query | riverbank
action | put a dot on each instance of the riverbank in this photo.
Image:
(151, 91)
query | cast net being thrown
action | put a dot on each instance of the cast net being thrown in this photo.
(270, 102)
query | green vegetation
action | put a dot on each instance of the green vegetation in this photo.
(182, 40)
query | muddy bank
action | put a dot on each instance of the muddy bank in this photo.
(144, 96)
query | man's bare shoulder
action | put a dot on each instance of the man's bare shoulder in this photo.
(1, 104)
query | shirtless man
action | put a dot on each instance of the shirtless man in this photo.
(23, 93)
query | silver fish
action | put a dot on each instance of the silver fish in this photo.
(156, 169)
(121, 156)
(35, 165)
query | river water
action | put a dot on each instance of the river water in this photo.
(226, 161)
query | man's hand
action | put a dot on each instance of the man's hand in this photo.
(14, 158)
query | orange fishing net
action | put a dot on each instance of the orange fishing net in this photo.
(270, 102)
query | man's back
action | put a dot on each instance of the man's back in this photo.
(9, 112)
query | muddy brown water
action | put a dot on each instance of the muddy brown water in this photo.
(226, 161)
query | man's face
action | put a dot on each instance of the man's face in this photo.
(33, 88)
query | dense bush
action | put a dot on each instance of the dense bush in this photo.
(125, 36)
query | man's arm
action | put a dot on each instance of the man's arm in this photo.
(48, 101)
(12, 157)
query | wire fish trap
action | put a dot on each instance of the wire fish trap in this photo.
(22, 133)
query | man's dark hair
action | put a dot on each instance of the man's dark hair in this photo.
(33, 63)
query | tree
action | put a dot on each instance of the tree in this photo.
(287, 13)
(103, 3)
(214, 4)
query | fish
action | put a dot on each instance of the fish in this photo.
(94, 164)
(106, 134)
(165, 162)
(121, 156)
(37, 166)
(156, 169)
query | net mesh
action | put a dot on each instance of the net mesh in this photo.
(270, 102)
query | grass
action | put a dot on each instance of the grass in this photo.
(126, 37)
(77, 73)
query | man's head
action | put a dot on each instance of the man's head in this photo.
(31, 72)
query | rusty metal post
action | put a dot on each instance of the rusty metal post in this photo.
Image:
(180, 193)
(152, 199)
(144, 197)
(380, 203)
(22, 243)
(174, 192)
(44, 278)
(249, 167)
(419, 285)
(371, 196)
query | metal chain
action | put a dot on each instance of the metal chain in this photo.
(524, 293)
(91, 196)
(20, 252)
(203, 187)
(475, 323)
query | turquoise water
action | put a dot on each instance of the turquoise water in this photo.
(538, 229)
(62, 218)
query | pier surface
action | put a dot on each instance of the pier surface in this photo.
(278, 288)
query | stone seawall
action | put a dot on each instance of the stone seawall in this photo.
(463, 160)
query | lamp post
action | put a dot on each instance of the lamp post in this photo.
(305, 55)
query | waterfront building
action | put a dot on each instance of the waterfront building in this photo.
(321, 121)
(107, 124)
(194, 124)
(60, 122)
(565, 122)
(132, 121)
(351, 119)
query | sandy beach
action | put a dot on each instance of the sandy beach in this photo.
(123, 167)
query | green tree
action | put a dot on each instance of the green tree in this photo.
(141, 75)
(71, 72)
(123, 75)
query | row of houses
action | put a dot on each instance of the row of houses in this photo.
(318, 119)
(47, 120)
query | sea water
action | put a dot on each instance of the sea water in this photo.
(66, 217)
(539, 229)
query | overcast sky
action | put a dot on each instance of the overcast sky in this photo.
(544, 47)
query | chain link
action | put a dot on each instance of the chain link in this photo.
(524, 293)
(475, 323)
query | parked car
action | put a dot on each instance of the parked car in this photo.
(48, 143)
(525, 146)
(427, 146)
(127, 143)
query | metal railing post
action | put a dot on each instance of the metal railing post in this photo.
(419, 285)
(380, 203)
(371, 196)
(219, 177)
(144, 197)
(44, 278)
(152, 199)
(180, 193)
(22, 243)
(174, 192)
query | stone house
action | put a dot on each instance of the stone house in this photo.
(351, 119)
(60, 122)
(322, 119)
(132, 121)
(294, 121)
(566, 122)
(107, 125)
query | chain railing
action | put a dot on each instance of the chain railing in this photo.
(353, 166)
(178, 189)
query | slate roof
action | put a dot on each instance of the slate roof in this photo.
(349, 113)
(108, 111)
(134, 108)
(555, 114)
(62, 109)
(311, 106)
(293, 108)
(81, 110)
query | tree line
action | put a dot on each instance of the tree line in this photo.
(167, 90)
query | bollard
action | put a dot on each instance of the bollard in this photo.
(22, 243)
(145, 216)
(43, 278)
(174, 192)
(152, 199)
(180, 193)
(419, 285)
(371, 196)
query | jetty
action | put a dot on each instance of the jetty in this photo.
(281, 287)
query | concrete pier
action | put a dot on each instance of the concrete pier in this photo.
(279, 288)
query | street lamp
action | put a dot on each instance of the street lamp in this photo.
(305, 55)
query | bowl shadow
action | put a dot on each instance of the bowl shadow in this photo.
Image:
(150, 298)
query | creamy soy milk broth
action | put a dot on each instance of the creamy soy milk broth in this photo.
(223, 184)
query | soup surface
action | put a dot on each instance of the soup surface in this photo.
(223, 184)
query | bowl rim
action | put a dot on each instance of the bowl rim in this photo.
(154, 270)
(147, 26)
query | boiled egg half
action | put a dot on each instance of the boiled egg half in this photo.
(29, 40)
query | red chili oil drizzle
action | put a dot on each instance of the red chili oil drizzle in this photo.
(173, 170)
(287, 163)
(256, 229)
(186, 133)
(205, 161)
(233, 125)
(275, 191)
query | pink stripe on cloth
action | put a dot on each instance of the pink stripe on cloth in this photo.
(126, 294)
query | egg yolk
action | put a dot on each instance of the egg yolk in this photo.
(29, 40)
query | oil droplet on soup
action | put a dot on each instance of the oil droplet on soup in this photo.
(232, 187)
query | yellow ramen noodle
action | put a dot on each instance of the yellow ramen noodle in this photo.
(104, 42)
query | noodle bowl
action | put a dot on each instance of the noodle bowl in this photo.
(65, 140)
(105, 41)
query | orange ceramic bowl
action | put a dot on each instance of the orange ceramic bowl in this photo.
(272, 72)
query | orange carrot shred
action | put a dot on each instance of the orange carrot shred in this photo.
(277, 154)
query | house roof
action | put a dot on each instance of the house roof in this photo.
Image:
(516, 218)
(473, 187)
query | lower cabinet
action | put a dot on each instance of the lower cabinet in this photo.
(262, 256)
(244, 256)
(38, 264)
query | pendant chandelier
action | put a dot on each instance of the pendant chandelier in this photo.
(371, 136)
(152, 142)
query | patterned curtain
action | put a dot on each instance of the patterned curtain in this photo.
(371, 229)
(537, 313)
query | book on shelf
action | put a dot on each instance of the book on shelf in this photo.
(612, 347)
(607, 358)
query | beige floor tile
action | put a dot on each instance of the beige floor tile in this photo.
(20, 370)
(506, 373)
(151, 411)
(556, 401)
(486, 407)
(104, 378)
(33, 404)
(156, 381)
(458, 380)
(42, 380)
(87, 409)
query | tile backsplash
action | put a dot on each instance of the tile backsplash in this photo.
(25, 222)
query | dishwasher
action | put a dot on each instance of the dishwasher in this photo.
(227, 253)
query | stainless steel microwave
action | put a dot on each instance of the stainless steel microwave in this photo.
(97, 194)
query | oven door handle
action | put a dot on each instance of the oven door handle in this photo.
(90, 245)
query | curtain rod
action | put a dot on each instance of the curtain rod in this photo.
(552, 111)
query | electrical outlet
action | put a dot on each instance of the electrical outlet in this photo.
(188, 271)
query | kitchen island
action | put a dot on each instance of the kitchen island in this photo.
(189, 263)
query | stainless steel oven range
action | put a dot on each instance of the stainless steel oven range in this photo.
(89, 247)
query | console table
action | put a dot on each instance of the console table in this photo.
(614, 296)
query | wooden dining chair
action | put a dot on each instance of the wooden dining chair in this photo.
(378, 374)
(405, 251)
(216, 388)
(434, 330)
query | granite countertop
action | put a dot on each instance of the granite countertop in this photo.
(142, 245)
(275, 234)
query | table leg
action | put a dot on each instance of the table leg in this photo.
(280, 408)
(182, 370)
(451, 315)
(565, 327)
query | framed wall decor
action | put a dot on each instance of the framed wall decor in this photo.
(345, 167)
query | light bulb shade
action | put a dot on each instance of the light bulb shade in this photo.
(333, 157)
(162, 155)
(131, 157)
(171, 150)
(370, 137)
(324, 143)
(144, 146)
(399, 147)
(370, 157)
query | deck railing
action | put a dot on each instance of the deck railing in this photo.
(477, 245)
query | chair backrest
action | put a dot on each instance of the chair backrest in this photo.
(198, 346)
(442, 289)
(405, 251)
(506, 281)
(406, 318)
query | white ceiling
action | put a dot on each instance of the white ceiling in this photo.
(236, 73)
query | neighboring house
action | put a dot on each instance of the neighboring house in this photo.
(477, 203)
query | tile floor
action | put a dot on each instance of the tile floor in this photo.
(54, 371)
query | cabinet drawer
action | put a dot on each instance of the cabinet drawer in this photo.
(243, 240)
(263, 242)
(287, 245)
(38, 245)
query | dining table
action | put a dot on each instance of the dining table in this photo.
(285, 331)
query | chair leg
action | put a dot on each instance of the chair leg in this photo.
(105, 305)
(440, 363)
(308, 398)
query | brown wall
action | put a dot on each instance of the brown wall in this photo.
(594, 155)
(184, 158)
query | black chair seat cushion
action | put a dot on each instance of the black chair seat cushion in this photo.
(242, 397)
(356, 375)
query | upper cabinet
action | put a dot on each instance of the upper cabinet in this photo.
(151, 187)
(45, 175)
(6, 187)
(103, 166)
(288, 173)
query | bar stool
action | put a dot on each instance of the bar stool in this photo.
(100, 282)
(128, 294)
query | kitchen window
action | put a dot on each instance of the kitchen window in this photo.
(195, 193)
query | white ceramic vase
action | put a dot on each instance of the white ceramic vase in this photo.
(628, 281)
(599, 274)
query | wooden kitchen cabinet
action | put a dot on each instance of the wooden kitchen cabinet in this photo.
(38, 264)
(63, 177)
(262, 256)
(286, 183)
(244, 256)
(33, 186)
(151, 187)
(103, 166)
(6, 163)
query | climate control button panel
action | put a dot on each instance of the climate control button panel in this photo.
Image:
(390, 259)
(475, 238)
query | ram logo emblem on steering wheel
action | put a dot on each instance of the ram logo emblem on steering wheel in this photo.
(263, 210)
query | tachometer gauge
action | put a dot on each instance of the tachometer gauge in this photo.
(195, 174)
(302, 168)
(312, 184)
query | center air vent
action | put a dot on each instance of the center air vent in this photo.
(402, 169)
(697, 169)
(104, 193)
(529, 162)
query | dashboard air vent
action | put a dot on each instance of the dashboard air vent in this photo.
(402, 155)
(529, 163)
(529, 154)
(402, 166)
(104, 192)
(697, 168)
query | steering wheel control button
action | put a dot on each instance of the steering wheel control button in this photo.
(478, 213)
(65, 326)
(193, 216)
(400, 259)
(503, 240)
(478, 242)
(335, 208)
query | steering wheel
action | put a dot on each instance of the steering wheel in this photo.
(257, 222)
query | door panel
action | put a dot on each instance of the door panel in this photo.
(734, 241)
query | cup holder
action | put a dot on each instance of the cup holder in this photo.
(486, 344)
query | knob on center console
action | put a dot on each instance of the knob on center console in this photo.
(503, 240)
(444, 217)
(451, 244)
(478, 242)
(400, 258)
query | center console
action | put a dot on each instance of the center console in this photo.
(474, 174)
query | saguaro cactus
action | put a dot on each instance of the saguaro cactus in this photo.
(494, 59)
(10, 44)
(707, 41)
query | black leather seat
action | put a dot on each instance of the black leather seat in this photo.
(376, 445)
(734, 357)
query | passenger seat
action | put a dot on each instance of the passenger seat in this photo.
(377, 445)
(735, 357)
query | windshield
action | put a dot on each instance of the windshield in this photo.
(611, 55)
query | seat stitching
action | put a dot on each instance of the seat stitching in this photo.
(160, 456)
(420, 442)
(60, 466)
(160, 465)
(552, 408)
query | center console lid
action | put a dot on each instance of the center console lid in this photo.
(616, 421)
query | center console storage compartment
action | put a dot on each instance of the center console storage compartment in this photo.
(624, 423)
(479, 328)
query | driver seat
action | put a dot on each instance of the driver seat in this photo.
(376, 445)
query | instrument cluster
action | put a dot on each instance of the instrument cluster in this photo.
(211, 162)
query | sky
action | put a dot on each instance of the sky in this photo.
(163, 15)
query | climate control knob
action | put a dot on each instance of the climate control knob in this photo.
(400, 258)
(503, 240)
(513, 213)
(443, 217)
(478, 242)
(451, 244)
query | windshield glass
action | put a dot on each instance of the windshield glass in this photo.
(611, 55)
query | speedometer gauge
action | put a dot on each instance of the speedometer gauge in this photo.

*Short exercise*
Find the line containing "query | center console lid" in the material above. Print it and every line after it through the end, exactly and only those.

*The solution*
query | center console lid
action | put a dot on each instance of the center console lid in this photo.
(616, 421)
query | center console storage compartment
action | put a dot on each instance of the center console storage compartment in this photo.
(624, 423)
(479, 328)
query | driver seat
action | put a dot on each instance of the driver seat in this photo.
(376, 445)
query | instrument cluster
action | put a dot on each instance of the instrument cluster in this photo.
(211, 162)
query | sky
action | put a dot on each instance of the sky in this photo.
(163, 15)
query | climate control knob
action | put a dot on each instance of the climate control knob in this photo.
(400, 258)
(503, 240)
(513, 213)
(443, 217)
(478, 242)
(451, 244)
query | windshield glass
action | put a dot on each instance of the windshield glass in this photo.
(611, 55)
query | speedometer gauge
action | put a dot on each instance of the speedometer gauge in this photo.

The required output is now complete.